§ READING TEXT
- - - -
Apparently Revo seem to recommend:-
BKR8EIX (Stage 2+) - One stage cooler than OEM plugs, should run better with increased combustion temps and boost levels
For my car even though it is Stage one. I am having these fitted this afternoon.
I am not sure which plugs I had fitted by AmD after I went stage2 and had misfires, but I remeber them saying they were a stage cooler.
Has anyone gone from S3 OEM plugs PFR7S8EG to BKR8EIX (Stage 2 Plugs NGK) , or vice versa, I just wondered if there was difference in fuel comsumption? did the stage 2 plugs use more fuel in general?
funny you should say that Brett I have just gone from Bosch OEM plugs to the PFR plugs and i would say i am doing a couple of MPG less but then the performance is so improved maybe i am using the loud peddle more....did a usual slow trip today Dorking to Worthing down the A24 60 miles and ave 31mpg, normally that would be 35mpg on a 60mph cruise.
I am thinking so far my fuel is 15% down did 120 mile round trip, and on the way got like 28mpg, and on way back 30, but tbh on the way back i was just podding along most of the way cos of traffic so would have expected 34 to 35, it seems to drink it though when knocking along a bit compared to before, will give it a few more miles for the jury to make its mind up, but so far not impressed, the low revs just do not seem quite as smooth as on oem plugs, If after a few more miles on journies i know what mpg and how i drive what to expect if it is down 15% they are coming out and the oem ngk going back, if they fail with in a too shorter time, revo coming off, unless someone can prove to me that something is gonna change with the coding. I dont mind a car drinking fuel, but one of the reasons I mapped the car was for better fuel consumption when just driving normally.
Fitted my HPFP internals yesterday and whipped out the plugs while I was there. Mine had the NGK ones is, exactly the same as I have just bought. I put the new ones in (old ones been in for 6k) just as I had them, but the old ones looked spot on really.
The car feels ever better now with the HPFP, pulls like a good un!
How do you know when it's miss firing? In 2nd gear mine boosts fully then at about 4000rpm comes off abit and then full boost again at 5000rpm..... Mines got Revo stage 1, only done 1000miles ago in January haven't noticed it until today, didn't do it when the remap was done though. What could cause this?
Ooooopppssss.... Forgot to mention those.
Serviced at Audi about 1200miles ago, beggining of January, Full service, and MOT'd.
Tesco 99ron always!
Cambelt and coil packs changed beggining of december by audi.
I do about 500miles a month roughly, got a company car through the week.
Remap was done at the end of January, so everything was in fully working order.
I bought the uprated version of the diverter valve and fitted about 1month ago to cope with the remap.
- - - -
§ EXCERPTED DATA
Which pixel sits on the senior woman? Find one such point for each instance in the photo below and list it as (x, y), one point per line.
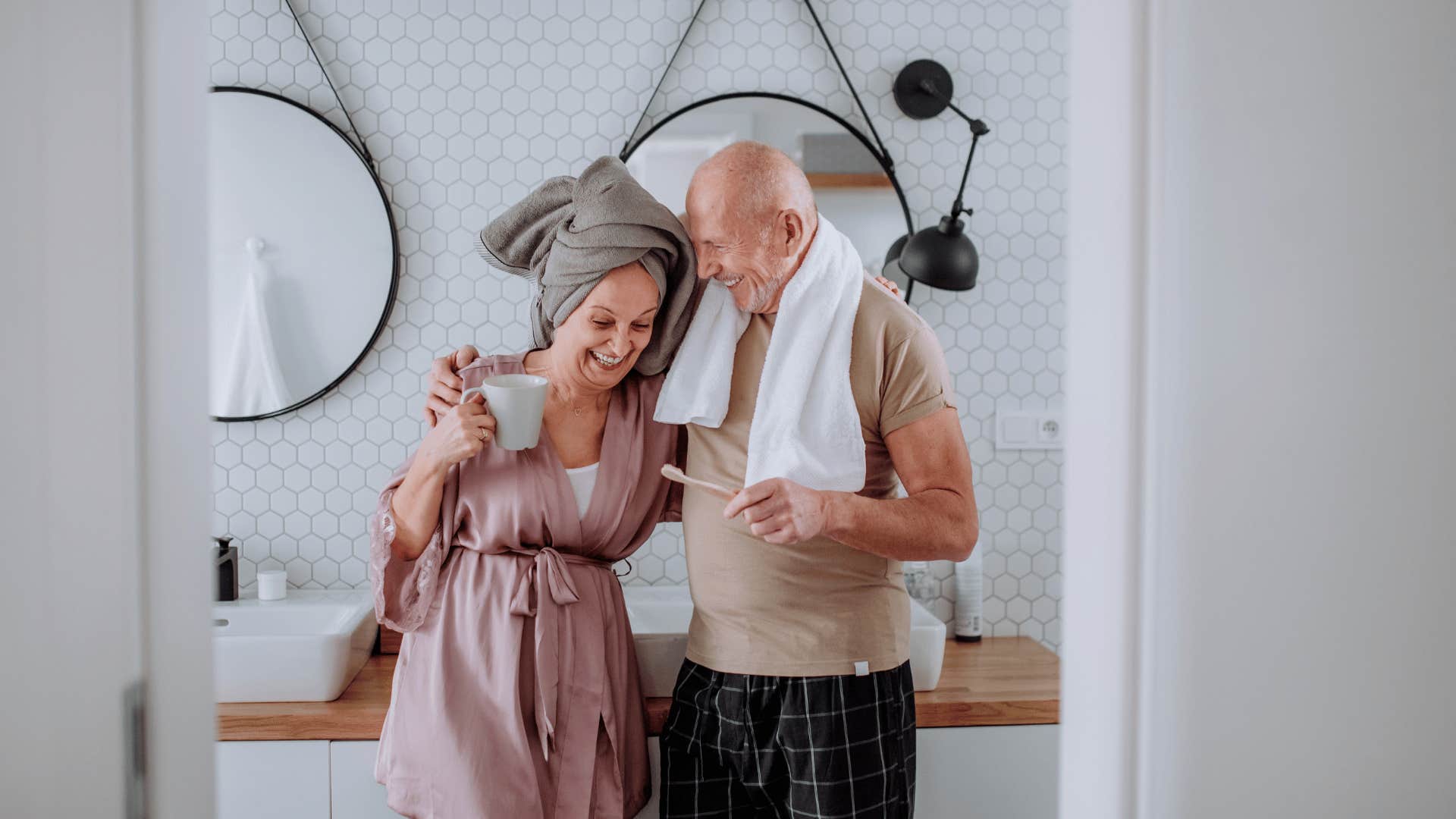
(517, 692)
- - - -
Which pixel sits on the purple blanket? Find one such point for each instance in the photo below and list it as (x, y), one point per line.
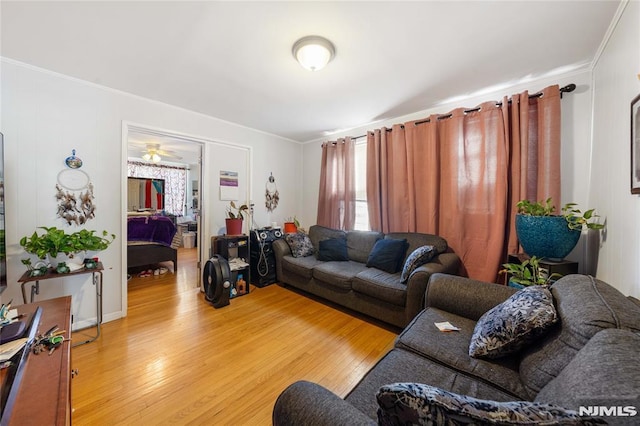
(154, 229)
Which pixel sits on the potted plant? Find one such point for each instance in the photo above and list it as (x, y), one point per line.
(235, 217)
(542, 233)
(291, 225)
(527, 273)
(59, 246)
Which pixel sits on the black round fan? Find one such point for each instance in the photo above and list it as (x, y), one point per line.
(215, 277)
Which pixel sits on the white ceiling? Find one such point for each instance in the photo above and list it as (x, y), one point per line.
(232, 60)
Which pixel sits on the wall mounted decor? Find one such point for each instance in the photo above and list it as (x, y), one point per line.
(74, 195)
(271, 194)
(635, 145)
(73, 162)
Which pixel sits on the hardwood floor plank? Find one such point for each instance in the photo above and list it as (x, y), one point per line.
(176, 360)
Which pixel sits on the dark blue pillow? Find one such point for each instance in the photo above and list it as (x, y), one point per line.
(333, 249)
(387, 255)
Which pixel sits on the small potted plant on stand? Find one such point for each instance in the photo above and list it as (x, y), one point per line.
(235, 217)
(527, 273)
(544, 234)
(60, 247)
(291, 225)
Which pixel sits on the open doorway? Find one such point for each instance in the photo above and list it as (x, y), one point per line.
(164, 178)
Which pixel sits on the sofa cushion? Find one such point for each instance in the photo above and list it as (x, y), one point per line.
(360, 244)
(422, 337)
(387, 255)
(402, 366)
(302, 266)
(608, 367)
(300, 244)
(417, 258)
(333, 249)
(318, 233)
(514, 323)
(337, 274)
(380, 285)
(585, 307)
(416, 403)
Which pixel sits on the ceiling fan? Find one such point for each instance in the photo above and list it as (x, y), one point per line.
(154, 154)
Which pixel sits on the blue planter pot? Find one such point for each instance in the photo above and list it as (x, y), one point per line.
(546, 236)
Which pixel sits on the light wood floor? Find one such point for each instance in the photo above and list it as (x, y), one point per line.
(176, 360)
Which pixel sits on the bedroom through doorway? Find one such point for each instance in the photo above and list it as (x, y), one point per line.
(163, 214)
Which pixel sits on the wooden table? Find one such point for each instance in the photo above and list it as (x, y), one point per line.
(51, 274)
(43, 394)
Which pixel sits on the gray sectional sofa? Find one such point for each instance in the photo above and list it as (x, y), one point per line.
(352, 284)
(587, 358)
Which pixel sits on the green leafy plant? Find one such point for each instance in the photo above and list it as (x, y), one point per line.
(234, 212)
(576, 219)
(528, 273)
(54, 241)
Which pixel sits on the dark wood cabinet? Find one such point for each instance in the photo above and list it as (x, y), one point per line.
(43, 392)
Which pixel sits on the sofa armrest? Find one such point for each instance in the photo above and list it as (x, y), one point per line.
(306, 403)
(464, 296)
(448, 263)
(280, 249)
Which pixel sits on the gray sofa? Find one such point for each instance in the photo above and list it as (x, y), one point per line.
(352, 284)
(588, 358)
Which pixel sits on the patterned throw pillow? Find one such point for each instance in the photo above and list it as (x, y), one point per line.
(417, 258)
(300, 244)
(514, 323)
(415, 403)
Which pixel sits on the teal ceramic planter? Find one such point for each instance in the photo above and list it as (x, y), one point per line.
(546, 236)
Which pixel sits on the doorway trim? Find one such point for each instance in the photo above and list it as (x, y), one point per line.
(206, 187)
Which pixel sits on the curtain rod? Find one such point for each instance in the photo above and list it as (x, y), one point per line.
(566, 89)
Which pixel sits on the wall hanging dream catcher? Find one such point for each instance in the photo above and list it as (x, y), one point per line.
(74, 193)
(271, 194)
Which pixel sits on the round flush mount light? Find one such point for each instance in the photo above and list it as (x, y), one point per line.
- - - -
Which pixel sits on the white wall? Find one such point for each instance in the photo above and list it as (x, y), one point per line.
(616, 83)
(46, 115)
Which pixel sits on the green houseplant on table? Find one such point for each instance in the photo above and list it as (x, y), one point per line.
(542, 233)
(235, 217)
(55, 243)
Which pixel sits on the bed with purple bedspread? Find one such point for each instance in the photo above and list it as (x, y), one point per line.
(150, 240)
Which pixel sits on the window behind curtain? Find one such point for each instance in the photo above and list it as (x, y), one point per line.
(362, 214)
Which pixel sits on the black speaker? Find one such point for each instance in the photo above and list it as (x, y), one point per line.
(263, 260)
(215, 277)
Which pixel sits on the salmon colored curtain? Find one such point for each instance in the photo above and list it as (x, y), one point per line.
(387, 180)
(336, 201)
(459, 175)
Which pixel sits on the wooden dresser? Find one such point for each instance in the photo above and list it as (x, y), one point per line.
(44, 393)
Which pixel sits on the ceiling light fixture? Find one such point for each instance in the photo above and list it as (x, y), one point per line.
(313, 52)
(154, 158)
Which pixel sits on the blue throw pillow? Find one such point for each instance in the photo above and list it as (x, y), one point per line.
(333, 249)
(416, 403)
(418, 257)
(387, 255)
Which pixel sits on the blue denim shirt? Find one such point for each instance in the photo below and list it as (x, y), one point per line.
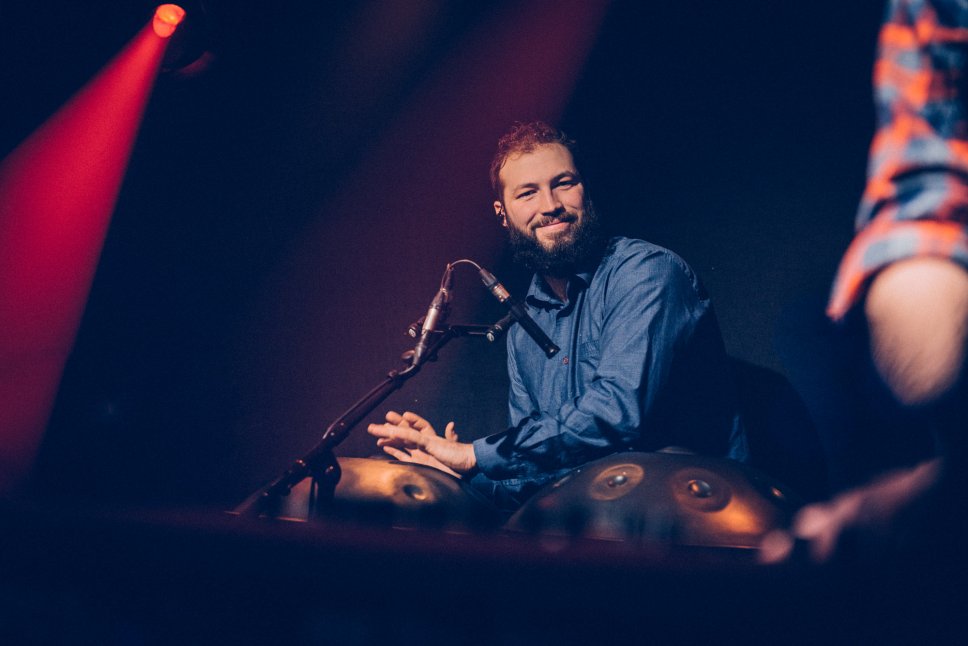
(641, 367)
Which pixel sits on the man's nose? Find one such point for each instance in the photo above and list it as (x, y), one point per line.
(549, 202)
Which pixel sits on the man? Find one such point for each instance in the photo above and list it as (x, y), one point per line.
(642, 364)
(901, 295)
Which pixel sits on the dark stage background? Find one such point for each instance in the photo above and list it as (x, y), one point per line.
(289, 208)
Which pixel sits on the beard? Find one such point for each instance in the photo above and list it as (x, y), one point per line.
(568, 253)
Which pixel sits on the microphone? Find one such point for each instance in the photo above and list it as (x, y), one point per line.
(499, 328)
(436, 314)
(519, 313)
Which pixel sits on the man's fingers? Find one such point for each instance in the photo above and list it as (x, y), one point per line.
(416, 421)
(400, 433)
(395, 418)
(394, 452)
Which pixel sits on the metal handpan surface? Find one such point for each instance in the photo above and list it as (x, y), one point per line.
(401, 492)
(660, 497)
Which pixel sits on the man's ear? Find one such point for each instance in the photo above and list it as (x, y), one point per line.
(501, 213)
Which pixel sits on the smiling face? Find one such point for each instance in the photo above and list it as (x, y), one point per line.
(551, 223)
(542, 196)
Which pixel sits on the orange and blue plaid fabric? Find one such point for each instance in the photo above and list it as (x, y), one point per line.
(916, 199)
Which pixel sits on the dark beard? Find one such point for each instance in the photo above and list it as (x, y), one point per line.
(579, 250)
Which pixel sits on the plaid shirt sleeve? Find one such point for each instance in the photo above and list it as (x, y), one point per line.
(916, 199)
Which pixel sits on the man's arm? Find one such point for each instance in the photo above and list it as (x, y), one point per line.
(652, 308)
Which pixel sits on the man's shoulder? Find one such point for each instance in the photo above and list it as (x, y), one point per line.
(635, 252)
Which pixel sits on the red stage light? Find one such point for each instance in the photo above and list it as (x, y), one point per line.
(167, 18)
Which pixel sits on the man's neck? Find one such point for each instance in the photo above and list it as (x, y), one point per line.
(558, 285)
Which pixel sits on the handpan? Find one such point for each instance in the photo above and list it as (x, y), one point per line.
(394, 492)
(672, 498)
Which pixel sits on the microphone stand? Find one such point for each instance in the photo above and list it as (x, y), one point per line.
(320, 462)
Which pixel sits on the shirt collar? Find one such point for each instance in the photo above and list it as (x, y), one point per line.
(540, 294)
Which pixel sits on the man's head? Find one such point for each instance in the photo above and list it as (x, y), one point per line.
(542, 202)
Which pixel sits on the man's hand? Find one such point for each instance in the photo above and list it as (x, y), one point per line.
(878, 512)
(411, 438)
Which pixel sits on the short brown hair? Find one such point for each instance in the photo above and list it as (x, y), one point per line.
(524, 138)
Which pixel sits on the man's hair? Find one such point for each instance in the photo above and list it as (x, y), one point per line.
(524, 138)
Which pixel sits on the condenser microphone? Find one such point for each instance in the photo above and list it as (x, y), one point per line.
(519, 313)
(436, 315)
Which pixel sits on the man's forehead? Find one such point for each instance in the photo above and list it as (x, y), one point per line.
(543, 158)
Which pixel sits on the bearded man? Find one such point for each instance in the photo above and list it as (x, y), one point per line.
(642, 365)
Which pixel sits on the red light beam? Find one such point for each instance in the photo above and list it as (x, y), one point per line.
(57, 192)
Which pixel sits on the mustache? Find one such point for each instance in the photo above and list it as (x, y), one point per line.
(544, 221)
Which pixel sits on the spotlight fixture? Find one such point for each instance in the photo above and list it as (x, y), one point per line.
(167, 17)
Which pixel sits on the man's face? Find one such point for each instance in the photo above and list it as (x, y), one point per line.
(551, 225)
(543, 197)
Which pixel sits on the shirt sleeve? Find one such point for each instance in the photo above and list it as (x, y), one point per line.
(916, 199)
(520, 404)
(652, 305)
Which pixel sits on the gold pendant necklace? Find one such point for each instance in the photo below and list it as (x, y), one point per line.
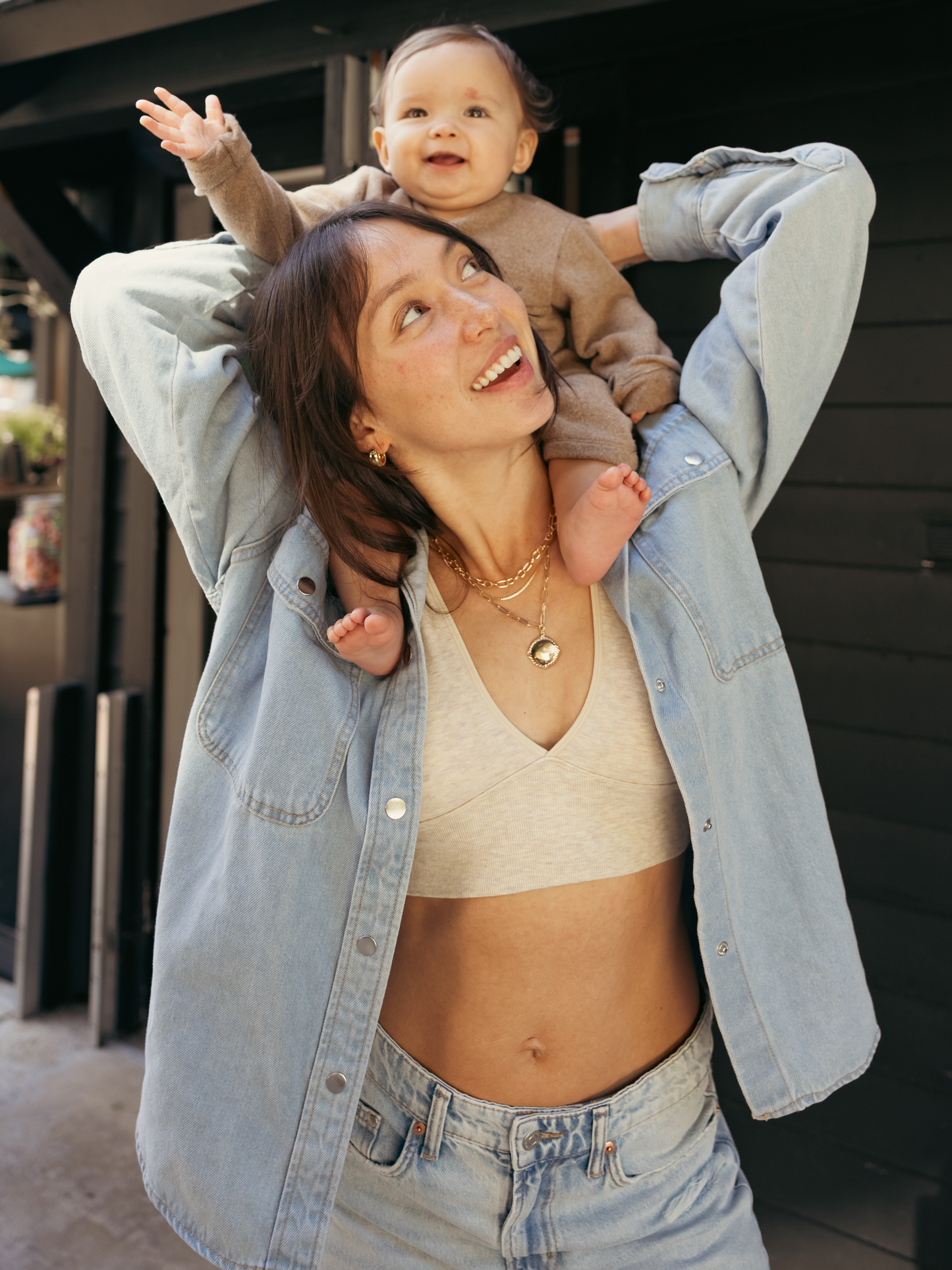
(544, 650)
- - - -
§ WHAT TO WORK ON
1/ Answer these from the spark plug text.
(a) Which plug does Revo seem to recommend?
(b) How many miles had the old plugs been in when they were swapped during the HPFP fitting?
(c) Which fuel does the writer who asks about misfiring always use?
2/ Give back the part of the spark plug text word for word, starting with "Apparently Revo seem" and going on through "fuel in general?".
3/ For each statement, say whether it agrees with the spark plug text, and quote the words that decide it.
(a) Audi changed the cambelt and coil packs at the beginning of December.
(b) The remap was done at the start of January.
(c) The trip from Dorking to Worthing was about 60 miles.

§ TASK-BY-TASK RESULTS
1/
(a) BKR8EIX (Stage 2+)
(b) 6k
(c) Tesco 99ron

2/
Apparently Revo seem to recommend:-
BKR8EIX (Stage 2+) - One stage cooler than OEM plugs, should run better with increased combustion temps and boost levels
For my car even though it is Stage one. I am having these fitted this afternoon.
I am not sure which plugs I had fitted by AmD after I went stage2 and had misfires, but I remeber them saying they were a stage cooler.
Has anyone gone from S3 OEM plugs PFR7S8EG to BKR8EIX (Stage 2 Plugs NGK) , or vice versa, I just wondered if there was difference in fuel comsumption? did the stage 2 plugs use more fuel in general?

3/
(a) Yes: "Cambelt and coil packs changed beggining of december by audi."
(b) No: "Remap was done at the end of January"
(c) Yes: "Dorking to Worthing down the A24 60 miles"